[Selected text — start]
Code Reviews Started Sounding Different

They began explicitly marking async boundaries in architecture diagrams:

[HTTP Request]
[Handler Future]
├── spawn_blocking ──► [Legacy Sync Call]
└── async channel  ──► [Worker Task Pool]

Before Rust, these boundaries were conceptual — everyone had a mental model, but nothing in the code enforced it. After Rust, these boundaries became contracts, enforced by the type system.

Code review conversations shifted from “looks fine” to:

  • “Where does this Future yield?”
  • “What happens when this channel fills up?”
  • “Is this Mutex held across an await?”

These are uncomfortable questions. They’re cheaper than incident reports.

The Trade-offs Are Real

None of this was free.

Compile times are genuinely long. Error messages sometimes read like riddles. Onboarding takes longer. Some libraries aren’t mature yet. You write more code than the equivalent Go or Node.js.

The first two months, development velocity dipped. The following nine months, operational incidents dropped.

How that math works out depends on your team. If your service is an internal tool with a few dozen daily users, Rust is probably overkill. If your service is a user-facing critical path where outages wake people up at 2 AM, it’s worth doing the math carefully.

The Quietest Change

The biggest shift wasn’t the RPS numbers.

It was the tone of the postmortems.

The old ones always contained phrases like:

  • “Unexpected scheduler interaction”
  • “Subtle event loop stall”
  • “Hidden backpressure issue”

The new failures were boring: bad config, botched deploy, downstream timeout.

Boring failures are good failures. Boring means predictable, and predictable means preventable. The “mysterious scheduler issues” are the scary ones — you don’t know when they’ll show up, and when they do, you can’t find them.

Final Thoughts

Async systems are coordination machines at heart. When they fail, they don’t explode — they spread latency across every request like peanut butter on toast. The languages used before weren’t wrong. They were just more forgiving.
[Selected text — finish]
■ **Problem requirements**
Keep writing the piece about moving async services to Rust, picking up right after its last sentence.
[Given data — start]
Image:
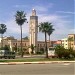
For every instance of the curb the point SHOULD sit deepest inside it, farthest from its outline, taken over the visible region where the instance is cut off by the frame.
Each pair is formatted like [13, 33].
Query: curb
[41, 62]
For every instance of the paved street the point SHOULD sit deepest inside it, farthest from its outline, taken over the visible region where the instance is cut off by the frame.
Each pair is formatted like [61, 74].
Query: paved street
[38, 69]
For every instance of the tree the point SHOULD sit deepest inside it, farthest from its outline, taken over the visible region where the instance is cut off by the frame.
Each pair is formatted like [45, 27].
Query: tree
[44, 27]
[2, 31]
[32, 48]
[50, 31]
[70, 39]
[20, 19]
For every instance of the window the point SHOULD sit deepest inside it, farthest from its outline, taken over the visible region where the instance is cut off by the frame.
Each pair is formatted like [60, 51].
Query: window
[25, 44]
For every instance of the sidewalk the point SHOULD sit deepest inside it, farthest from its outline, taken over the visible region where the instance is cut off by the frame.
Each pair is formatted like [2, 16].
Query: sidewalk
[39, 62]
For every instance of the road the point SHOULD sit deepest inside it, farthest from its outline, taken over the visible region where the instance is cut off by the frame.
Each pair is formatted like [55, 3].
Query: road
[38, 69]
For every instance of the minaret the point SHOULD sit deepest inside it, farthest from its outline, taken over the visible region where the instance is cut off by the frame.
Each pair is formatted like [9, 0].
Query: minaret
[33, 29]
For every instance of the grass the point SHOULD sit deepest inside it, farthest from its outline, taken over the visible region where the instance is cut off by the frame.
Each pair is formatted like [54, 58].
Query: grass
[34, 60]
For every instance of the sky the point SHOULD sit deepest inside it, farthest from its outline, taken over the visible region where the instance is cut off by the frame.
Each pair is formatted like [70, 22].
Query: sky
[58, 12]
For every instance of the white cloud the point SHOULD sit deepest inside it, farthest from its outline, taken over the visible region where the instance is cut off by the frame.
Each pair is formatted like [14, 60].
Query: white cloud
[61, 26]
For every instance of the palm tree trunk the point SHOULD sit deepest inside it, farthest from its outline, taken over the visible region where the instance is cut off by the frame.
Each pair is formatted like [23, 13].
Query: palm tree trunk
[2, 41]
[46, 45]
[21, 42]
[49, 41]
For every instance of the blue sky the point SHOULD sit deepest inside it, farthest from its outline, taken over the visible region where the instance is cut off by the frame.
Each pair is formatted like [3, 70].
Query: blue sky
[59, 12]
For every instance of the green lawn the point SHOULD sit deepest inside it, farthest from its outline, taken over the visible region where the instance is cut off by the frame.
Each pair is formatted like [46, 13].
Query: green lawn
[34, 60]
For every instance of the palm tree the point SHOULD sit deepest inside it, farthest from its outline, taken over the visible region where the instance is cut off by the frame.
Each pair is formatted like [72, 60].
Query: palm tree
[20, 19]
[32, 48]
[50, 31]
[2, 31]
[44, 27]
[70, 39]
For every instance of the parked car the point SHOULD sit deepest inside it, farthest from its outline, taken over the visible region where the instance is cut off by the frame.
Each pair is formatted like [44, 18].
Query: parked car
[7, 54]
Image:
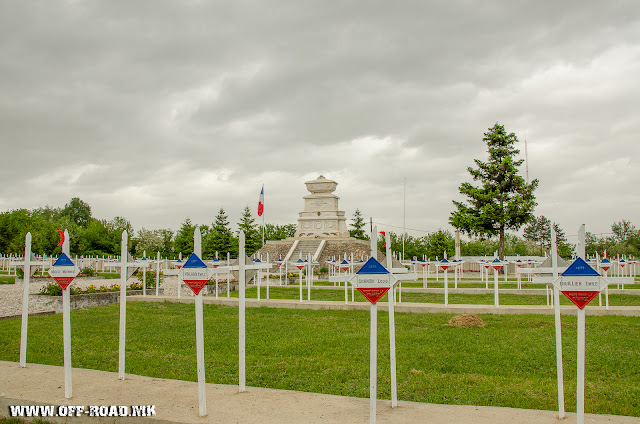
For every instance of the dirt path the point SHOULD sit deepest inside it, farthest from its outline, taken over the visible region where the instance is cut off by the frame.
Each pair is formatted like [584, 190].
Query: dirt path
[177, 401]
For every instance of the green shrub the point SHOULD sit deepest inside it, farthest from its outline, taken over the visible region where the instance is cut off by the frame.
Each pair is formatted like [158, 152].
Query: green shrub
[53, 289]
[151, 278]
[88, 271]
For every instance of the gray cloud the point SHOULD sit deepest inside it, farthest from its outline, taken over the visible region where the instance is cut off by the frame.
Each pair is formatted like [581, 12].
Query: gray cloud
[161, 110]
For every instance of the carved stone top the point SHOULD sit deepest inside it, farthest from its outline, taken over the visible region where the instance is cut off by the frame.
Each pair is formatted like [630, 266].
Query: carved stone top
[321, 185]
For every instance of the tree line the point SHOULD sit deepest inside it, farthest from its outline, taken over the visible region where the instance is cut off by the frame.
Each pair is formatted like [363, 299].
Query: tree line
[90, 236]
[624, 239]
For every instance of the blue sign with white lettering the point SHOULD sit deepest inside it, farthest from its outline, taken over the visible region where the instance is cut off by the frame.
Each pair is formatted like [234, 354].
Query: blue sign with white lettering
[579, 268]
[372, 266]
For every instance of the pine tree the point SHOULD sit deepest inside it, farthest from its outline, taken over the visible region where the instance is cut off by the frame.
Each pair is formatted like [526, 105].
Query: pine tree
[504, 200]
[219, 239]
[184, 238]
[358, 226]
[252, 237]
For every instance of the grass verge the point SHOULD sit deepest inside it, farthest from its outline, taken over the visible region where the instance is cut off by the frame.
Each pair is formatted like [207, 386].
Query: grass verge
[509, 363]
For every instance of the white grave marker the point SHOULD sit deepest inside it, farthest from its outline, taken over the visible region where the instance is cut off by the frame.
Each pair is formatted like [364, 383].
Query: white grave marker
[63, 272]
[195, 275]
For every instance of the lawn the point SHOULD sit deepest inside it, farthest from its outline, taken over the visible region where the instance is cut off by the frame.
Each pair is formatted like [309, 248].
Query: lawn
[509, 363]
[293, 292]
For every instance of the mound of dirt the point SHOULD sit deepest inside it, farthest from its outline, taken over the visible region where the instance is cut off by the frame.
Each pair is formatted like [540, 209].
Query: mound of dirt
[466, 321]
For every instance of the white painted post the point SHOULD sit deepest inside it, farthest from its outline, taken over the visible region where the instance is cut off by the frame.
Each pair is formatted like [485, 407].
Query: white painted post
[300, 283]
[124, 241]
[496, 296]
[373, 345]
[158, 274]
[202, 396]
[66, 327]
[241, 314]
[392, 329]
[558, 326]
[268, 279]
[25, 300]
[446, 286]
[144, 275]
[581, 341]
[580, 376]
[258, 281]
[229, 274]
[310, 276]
[Given data — finish]
■ **Response**
Rust’s async model is strict. That strictness surfaces failure modes earlier. Not perfectly, not magically. Just earlier.

Async Rust didn’t make anyone smarter. It just made certain mistakes louder. When you’re operating real systems, loud mistakes cost less than quiet ones.

If you’ve ever watched a latency graph climb while CPU sat perfectly still, you know the feeling. They kept the Rust service because it bent later. Sometimes, that’s enough.


Async System Health Checklist:

  • Any synchronous blocking calls inside async functions? (File IO, CPU-heavy computation, sync locks)
  • Any locks held across await points?
  • Do channels/queues have capacity limits? What’s the backpressure strategy?
  • Does retry logic have exponential backoff and max retry limits?
  • Is p99 latency monitored with its own alert? (Don’t just watch averages)
  • Are async/sync boundaries marked in architecture diagrams?

Has your team ever experienced the “everything looks fine but it’s slow” ghost? Share your war stories in the comments.

FAQ

How much faster is async Rust compared to Go and Node.js?

Raw RPS comparisons don’t tell the full story. In the load test above, Rust+Tokio sustained 31k RPS, Go hit 24k, and Node.js managed 21k. But the real gap is in the degradation curve: at 2x load, Rust’s p99 was 140ms versus Go’s 870ms and Node.js’s 1.2s. Rust’s advantage isn’t “faster” — it’s “degrades later under pressure.”

Can the Rust compiler catch all async bugs?

No. Out of 6 historical outages, Rust’s type system and ownership model could have prevented 4 at the source (blocking mixed into async contexts, unbounded queue growth, shared mutable state across await points). But fan-out amplification from retry storms is an architectural problem that no language can prevent — you need exponential backoff and circuit breakers at the system level.

Is it worth migrating from Node.js or Go to async Rust?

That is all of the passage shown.